Normalization vs Performance – SQL Server

Are you dealing with high volume online data and having trouble in performing online analytics over it?

Normalization could be one possible reason behind poor performance of your queries. Every solution has some trade-off so normalization also has. If your data is extensively normalized then you may be performing a lot of joins in order to query relevant data. Believe me, if your SQL Server database is having millions and billions of rows then joins could cause you heavy penalty.

Normalization is the process of reorganizing data in a database so that it meets two basic requirements:
(1) There is no redundancy of data (all data is stored in only one place), and
(2) data dependencies are logical (all related data items are stored together).

If your data is normalized then you can’t live without join. Although, joins are fantastic feature but they have their own limitations.

If you are developing a critical solution that requires real time analytics and data processing and you have used a lot of joins then may be you will end up dealing with poor performing query which in-turn delay the output of your query.

I am not saying you to believe my words, please go and try it your own. Try to replicate the following simple scenario and experience it.

**GIVEN TASK:** Extend the article on normalization and SQL Server performance, picking up after its final sentence. The records below are separate material, unconnected to the text above.

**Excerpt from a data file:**
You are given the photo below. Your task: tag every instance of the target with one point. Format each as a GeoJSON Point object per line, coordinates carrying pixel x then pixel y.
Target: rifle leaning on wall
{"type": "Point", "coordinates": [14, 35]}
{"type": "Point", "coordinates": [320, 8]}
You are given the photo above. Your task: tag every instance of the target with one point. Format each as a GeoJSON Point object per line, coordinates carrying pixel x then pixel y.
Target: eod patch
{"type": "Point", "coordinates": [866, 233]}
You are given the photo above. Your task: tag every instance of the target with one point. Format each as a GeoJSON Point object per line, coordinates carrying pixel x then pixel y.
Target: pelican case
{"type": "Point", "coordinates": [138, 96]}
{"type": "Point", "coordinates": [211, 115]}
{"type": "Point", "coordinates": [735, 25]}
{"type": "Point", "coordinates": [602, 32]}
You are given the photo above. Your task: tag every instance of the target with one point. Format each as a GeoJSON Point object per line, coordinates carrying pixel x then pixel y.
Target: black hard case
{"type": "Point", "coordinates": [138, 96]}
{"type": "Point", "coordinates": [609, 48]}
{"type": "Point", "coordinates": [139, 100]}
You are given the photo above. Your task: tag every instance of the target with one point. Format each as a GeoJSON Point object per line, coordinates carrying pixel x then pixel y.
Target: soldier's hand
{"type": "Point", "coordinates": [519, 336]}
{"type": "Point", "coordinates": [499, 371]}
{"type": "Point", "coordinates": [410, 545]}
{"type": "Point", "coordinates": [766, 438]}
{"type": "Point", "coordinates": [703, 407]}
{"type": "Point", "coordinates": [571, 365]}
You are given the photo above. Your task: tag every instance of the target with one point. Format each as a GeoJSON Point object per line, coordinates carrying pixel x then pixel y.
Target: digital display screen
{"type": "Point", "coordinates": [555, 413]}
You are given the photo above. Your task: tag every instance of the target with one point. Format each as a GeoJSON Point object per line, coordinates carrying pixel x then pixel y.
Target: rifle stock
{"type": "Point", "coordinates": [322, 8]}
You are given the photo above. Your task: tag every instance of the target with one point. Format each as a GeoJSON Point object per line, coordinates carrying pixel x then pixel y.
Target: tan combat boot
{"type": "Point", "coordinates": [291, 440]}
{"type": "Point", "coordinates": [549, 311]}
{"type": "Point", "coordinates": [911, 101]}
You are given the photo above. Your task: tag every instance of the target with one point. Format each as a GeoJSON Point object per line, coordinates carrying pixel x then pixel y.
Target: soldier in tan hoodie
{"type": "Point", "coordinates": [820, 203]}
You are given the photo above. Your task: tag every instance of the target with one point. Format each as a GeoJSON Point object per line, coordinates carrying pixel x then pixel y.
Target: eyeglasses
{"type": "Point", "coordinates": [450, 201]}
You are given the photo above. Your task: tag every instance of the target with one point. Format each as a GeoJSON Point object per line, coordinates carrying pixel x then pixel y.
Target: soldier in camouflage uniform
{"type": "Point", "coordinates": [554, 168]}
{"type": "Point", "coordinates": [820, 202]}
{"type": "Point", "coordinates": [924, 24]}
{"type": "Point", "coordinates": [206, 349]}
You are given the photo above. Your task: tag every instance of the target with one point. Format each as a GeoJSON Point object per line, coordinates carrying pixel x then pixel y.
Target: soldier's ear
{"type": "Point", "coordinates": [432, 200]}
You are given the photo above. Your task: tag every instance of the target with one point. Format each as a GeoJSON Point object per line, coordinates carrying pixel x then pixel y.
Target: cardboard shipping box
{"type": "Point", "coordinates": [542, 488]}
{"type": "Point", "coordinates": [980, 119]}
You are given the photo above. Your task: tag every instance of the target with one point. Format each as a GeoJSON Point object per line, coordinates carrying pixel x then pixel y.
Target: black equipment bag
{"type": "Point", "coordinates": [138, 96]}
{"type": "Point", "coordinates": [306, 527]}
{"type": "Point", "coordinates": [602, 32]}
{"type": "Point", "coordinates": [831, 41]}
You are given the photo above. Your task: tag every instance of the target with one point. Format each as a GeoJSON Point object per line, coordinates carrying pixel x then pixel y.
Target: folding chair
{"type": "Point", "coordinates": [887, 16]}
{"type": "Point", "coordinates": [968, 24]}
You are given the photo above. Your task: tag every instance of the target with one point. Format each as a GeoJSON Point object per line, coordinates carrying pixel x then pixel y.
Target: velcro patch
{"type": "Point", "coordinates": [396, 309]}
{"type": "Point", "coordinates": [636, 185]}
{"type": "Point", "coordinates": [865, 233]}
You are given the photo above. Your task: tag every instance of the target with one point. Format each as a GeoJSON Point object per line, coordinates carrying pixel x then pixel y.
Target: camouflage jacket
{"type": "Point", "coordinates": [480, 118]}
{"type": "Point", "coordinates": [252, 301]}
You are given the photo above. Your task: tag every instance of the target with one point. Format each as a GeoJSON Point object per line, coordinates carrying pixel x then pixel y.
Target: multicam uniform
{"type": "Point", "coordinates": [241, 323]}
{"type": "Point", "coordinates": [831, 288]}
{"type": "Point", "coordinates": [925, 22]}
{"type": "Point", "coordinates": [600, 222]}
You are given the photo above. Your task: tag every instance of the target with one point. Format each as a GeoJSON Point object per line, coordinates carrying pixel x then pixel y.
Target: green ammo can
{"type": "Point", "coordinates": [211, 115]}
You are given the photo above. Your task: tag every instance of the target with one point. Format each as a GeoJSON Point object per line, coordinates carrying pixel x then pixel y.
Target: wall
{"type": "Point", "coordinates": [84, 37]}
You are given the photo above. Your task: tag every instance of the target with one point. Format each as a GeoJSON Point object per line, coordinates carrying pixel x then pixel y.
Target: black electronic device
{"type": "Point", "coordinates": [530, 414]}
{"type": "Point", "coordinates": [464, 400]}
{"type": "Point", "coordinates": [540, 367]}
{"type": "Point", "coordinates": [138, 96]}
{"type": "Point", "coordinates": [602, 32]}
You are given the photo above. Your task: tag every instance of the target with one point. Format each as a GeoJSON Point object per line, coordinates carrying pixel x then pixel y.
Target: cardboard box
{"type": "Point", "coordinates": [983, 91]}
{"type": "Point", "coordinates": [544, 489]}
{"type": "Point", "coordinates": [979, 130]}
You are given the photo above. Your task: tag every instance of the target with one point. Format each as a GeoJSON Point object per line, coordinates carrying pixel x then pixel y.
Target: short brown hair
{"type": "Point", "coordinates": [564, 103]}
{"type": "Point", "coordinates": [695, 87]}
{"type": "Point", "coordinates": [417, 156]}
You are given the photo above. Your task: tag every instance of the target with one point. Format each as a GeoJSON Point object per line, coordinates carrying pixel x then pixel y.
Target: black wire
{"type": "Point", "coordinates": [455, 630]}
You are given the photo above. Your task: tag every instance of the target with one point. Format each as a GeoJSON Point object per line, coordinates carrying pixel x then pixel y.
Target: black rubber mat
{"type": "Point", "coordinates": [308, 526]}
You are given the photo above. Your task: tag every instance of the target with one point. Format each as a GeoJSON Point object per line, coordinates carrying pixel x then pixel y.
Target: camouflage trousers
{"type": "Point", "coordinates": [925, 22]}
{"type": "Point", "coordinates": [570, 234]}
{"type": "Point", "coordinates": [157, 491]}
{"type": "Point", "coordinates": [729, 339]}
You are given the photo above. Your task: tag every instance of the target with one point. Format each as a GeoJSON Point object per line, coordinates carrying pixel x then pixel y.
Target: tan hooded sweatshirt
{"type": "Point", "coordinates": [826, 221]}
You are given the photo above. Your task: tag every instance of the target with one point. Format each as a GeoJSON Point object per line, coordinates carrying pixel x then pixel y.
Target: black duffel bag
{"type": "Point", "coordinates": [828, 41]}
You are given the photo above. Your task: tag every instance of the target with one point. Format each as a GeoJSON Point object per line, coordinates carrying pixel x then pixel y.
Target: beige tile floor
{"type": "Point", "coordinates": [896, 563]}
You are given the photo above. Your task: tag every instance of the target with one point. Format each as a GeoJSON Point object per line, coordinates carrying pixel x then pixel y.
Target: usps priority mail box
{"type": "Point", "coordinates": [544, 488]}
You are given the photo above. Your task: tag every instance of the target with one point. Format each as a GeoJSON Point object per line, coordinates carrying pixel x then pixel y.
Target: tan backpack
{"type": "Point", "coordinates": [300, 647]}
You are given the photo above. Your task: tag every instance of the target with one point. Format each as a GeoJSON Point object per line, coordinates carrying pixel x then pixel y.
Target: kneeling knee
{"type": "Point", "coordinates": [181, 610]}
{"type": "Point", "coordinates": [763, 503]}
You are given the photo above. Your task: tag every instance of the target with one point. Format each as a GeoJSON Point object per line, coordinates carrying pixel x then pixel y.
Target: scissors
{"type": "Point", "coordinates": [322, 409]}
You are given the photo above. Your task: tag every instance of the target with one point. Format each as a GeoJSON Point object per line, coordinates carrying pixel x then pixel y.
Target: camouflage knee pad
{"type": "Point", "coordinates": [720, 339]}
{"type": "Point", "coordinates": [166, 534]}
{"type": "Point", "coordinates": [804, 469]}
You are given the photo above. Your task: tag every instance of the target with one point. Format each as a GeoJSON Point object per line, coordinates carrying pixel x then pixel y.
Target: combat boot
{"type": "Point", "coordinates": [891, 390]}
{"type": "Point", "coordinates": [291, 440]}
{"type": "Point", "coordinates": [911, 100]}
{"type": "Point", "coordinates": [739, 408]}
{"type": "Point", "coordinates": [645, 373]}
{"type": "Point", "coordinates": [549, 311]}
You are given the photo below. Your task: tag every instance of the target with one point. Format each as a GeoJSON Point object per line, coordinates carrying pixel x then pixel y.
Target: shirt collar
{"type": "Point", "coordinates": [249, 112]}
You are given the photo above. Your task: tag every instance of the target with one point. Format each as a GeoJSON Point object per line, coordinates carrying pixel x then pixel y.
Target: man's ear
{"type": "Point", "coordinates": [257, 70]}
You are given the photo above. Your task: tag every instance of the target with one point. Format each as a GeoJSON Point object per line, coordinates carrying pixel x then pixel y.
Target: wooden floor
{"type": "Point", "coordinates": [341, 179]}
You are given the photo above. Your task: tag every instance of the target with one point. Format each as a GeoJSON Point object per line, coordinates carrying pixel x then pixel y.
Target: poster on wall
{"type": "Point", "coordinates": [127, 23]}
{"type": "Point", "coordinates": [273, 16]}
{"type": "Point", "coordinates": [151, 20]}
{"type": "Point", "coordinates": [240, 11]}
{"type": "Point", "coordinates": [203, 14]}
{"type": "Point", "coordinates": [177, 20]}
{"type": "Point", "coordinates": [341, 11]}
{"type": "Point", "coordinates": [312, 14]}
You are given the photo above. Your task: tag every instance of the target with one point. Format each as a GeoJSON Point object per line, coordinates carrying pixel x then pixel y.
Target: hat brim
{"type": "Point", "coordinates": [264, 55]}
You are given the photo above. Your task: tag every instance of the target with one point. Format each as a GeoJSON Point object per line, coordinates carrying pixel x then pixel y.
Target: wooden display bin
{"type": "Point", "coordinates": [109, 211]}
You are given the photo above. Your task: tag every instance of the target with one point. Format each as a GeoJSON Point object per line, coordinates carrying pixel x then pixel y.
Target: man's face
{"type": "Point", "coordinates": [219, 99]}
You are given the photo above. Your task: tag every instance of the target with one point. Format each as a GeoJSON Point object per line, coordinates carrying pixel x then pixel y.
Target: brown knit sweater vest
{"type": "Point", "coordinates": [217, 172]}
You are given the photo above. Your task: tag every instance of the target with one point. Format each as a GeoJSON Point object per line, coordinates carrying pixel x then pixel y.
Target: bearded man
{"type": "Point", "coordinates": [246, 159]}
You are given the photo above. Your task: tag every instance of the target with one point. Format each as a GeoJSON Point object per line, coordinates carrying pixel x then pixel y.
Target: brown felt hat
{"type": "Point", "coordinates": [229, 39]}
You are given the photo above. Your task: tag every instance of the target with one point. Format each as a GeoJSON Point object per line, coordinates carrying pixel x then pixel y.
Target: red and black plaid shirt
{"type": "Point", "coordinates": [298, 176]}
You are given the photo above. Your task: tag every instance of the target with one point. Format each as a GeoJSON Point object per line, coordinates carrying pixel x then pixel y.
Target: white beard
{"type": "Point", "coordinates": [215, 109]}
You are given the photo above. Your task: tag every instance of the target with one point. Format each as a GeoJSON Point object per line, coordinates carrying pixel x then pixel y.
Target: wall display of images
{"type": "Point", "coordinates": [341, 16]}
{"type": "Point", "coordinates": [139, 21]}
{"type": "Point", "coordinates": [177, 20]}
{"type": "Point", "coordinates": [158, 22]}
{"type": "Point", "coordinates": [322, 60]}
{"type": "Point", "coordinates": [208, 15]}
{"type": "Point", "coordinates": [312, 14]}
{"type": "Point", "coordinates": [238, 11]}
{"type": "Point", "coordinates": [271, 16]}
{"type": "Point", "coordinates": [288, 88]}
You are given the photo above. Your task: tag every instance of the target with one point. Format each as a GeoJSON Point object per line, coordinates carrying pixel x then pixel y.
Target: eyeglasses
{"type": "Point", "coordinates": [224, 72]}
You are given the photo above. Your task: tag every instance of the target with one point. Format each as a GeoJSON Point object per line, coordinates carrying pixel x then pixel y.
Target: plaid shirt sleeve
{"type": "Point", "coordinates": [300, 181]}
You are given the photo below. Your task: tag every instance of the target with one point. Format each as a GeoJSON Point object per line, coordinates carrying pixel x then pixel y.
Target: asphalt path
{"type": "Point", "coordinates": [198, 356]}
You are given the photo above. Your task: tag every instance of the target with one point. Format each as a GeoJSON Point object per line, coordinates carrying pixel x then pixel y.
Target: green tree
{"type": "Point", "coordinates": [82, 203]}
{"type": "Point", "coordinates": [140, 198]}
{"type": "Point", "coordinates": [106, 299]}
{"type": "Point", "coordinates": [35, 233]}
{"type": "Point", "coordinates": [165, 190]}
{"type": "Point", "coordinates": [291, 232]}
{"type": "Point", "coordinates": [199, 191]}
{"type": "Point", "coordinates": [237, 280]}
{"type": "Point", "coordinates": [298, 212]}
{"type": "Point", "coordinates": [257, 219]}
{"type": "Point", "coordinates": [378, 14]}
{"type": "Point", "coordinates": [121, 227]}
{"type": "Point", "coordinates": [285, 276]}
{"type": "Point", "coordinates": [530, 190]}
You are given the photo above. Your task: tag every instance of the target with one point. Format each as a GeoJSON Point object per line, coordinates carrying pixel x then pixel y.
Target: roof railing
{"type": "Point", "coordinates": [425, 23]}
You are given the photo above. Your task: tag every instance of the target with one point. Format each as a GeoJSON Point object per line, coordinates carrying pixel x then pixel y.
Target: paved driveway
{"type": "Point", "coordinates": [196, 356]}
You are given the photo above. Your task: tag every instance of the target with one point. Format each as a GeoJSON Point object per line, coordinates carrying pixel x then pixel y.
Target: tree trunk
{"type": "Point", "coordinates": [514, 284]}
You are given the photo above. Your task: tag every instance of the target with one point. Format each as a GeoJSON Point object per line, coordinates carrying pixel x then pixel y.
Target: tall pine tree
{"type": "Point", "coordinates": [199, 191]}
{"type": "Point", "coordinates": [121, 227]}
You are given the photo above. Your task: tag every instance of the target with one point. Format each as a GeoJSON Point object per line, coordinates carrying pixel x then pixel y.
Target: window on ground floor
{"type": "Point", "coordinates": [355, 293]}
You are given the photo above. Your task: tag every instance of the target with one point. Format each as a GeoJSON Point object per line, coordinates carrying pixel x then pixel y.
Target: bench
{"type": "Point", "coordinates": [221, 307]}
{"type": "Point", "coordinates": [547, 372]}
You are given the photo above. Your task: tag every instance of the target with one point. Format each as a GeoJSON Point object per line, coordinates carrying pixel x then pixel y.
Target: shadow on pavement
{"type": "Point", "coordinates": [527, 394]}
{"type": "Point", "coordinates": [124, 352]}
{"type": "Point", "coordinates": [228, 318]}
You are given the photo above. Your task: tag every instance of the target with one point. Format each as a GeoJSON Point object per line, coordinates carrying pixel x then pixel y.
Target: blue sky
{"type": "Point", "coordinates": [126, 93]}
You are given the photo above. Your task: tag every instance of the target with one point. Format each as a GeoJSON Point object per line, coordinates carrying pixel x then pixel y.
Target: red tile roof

**REPLY:**
Let’s create two tables. One will hold the credit card spend category information and another will hold credit card usage information.

Note: This is just an example to evaluate the performance implications with Normalization. It has nothing to do with the actual working of Credit Cards.

CREATE TABLE [dbo].[CreditCardSpendCategory]
(
	[CategoryID]				INT NOT NULl IDENTITY(1, 1) PRIMARY KEY
	, [CategoryDescription]		VARCHAR(50)
)

CREATE TABLE [dbo].[CreditCardUsage]
(
	[TransactionID]				NUMERIC NOT NULl IDENTITY(1, 1) PRIMARY KEY
	, [CreditCardNumber]		VARCHAR(20)
	, [TransactionDate]			DATE
	, [TransactionDateTime]		DATETIME
	, [TransactionAmount]		NUMERIC(18, 2)
	, [MerchantName]			VARCHAR(50)
	, [CategoryID]				INT NOT NULL FOREIGN KEY REFERENCES [dbo].[CreditCardSpendCategory] ([CategoryID])
)

Let’s load these tables with some data for our analysis. Query will execute for a while, please have patience!

INSERT INTO [dbo].[CreditCardSpendCategory] ([CategoryDescription]) VALUES ('Fuel'), ('Dining'), ('Apparel'), ('Travel')

GO

SET NOCOUNT ON
INSERT INTO [dbo].[CreditCardUsage] ([CreditCardNumber], [TransactionDate], [TransactionDateTime], [TransactionAmount], [MerchantName], [CategoryID])
VALUES ('1', GETDATE(), GETDATE(), 10000, 'Merchant 1', 1)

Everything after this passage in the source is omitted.